## Esercizi da svolgere
1 > Risponda brevemente, in base al testo sulle missioni militari italiane all'estero, alle seguenti domande:
(a) Quanti soldati italiani sono oggi impegnati nel mondo, e in quanti paesi?
(b) Per quanti giorni il pilota Gianmarco Bellini e il navigatore Maurizio Cocciolone sono rimasti nelle galere di Saddam Hussein?
(c) Quante sortite ha effettuato l'aeronautica militare per il Kosovo nel 1999?
2 > Prosegua il testo sulle missioni militari italiane all'estero, riprendendolo dopo la frase con cui termina.

## Testo di partenza
══════════

Oggi sono quasi diecimila i soldati italiani impegnati nel mondo in venti paesi. Oltre alla baionette svolgiamo un apprezzato intervento umanitario a favore della popolazione. Dall’Africa, ai Balcani, al Medio Oriente, fino all’Afghanistan non sempre è una passeggiata per portare solo caramelle ai bambini.
Nel 1991, durante la guerra del Golfo, un caccia bombardiere italiano è stato abbattuto dalla contraerea irachena. Il pilota Gianmarco Bellini ed il navigatore Maurizio Cocciolone sono rimasti per 45 giorni nelle cupe galere di Saddam Hussein. Quella in Somalia, è stata una missione sporca e dura, macchiata da casi isolati di torture e maltrattamenti. Al check point Pasta, a Mogadiscio, i paracadutisti della Folgore hanno combattuto la prima dura battaglia in terra d’Africa dopo la seconda guerra mondiale.
Alla fine del conflitto etnico siamo intervenuti a pacificare la Bosnia. Per il Kosovo, nel 1999, l’aeronautica militare ha bombardato i serbi effettuando 3mila sortite. Una guerra aerea di cui non si poteva parlare per opportunità politiche.

══════════

## Righe
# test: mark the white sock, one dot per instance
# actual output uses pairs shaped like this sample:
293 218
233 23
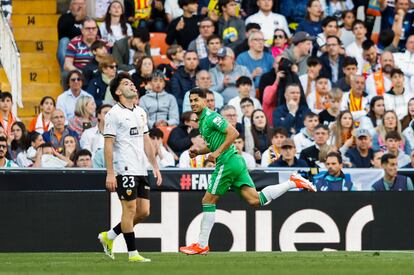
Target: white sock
272 192
207 222
112 235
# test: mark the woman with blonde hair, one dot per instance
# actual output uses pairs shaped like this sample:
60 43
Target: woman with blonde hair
84 118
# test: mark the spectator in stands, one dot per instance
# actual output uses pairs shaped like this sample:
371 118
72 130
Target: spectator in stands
398 97
48 157
304 138
78 52
311 154
406 120
18 140
69 26
312 23
214 99
230 27
164 158
256 60
268 20
59 131
392 143
100 52
41 123
318 100
332 60
334 179
225 75
375 114
272 154
7 118
161 107
299 52
355 48
349 69
356 100
342 132
27 158
261 134
4 161
380 81
199 45
115 26
198 162
288 156
248 158
179 139
244 45
361 156
184 29
84 118
99 86
392 181
388 14
141 75
184 78
308 80
67 100
290 115
83 159
389 123
124 49
244 85
329 115
92 139
214 43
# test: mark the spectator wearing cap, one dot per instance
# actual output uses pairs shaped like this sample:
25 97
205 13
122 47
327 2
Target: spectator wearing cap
256 60
300 51
268 20
225 75
288 156
161 107
333 179
362 155
124 49
391 180
332 60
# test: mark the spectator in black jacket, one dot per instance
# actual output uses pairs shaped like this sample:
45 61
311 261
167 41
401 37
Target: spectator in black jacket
179 139
184 78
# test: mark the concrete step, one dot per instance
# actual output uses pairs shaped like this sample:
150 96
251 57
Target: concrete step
35 34
35 20
34 7
37 46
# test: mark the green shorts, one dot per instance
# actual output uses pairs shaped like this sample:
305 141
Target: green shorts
232 173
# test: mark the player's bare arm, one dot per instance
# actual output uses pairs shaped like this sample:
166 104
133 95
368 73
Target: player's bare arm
110 174
150 152
231 136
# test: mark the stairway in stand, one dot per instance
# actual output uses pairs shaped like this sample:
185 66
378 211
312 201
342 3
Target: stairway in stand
35 30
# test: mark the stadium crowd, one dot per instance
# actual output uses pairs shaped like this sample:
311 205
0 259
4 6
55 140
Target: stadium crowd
306 84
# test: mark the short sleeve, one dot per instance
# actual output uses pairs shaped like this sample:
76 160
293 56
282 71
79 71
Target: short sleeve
110 125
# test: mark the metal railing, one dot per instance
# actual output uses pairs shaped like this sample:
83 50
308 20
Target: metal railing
10 60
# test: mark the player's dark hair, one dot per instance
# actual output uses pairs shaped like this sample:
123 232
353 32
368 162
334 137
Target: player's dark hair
243 80
386 157
335 155
198 91
114 84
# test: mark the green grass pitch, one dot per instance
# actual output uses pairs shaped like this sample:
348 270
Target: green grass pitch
218 263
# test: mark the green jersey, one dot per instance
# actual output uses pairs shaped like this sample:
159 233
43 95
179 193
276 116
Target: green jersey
212 127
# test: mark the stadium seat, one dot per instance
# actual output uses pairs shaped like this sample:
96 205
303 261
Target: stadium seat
157 40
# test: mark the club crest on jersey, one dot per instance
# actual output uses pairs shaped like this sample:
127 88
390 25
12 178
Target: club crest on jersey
133 131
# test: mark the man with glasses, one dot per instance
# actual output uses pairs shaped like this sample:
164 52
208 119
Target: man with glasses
256 60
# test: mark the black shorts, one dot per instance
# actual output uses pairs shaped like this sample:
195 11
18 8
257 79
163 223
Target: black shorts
131 187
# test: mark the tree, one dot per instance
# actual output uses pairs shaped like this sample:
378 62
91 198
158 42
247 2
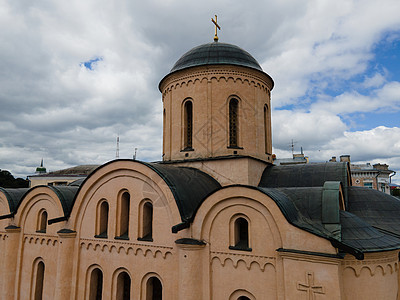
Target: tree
7 180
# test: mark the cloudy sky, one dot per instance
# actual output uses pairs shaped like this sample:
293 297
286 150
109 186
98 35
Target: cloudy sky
76 74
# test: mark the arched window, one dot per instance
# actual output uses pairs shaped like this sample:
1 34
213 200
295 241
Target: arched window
153 289
123 286
240 235
96 285
124 205
42 222
146 230
39 281
266 128
188 126
102 220
233 123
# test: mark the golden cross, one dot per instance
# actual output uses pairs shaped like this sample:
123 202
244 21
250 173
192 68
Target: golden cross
216 27
309 287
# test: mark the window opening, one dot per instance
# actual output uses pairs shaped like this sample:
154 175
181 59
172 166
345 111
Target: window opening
96 285
123 286
241 235
233 123
39 281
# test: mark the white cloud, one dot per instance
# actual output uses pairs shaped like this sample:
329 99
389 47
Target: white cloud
54 108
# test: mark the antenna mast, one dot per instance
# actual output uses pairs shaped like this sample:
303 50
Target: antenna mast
117 152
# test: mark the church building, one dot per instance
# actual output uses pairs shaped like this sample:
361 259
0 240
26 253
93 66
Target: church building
215 219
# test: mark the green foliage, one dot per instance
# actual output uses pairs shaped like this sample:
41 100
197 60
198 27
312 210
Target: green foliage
7 180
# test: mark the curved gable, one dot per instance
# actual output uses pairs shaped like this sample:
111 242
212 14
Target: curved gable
189 186
14 197
305 175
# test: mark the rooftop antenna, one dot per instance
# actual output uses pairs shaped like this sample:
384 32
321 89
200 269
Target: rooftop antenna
292 145
117 152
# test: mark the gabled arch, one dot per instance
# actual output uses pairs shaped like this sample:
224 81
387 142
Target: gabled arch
37 283
242 197
168 186
153 181
122 284
242 295
152 287
102 219
42 221
145 222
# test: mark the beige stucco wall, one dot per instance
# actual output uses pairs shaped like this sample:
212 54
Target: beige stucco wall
229 171
210 88
376 277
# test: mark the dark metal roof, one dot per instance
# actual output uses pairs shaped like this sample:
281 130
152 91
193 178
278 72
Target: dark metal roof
216 53
286 201
66 194
188 185
14 197
362 236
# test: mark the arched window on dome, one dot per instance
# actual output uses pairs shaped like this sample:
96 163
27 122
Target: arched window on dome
123 286
233 123
96 285
102 220
153 289
188 126
164 130
123 215
39 281
146 221
42 221
239 231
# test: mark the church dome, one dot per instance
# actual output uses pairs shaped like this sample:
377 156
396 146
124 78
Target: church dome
216 53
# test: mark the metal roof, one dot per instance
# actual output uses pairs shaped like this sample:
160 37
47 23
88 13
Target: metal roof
189 186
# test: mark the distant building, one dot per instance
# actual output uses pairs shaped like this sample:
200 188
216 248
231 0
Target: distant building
60 177
375 176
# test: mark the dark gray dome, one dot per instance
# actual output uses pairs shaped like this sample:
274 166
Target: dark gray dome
216 53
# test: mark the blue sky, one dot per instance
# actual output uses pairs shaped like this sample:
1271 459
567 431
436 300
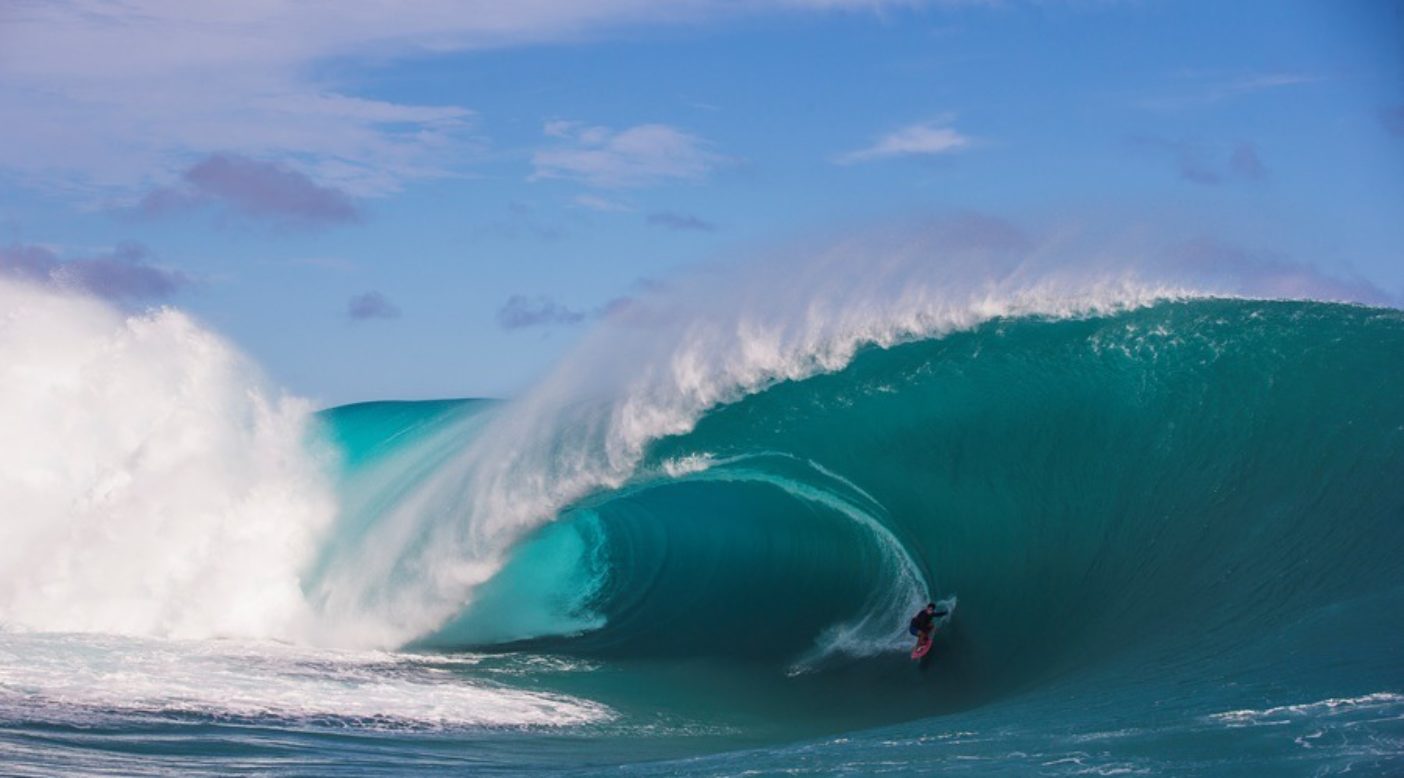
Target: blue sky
435 198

══════════

## Risultati degli esercizi
1 >
(a) Quasi diecimila, in venti paesi.
(b) Per 45 giorni.
(c) 3mila sortite.

2 >
Dopo l’11 settembre i focolai di instabilità sono diventati sempre più insidiosi, dall’Iraq all’Afghanistan. Nel 2003, con la missione Antica Babilonia a Nassiryah, i nostri soldati sono rimasti coinvolti nelle battaglie dei ponti contro i miliziani sciiti. In sole 24 ore gli italiani hanno sparato centomila colpi.
Siamo sbarcati di nuovo in Libano dopo il conflitto fra Israele ed Hezbollah, ma la nostra vera trincea è l’Afghanistan. Con i rinforzi previsti per l’estate arriveremo a 4mila uomini per garantire sicurezza nella parte occidentale del paese, grande come il Nord Italia, al confine con l’Iran. Herat, Bala Murghab, Farah, Bala Baluk, Bakwa, Shindad sono i nomi esotici e lontani dove fanti, alpini, paracadutisti combattono e muoiono in aspri scontri e imboscate con i talebani o attentati. Dal 1982, nelle nostre “guerre” di pace, sono caduti 103 soldati italiani.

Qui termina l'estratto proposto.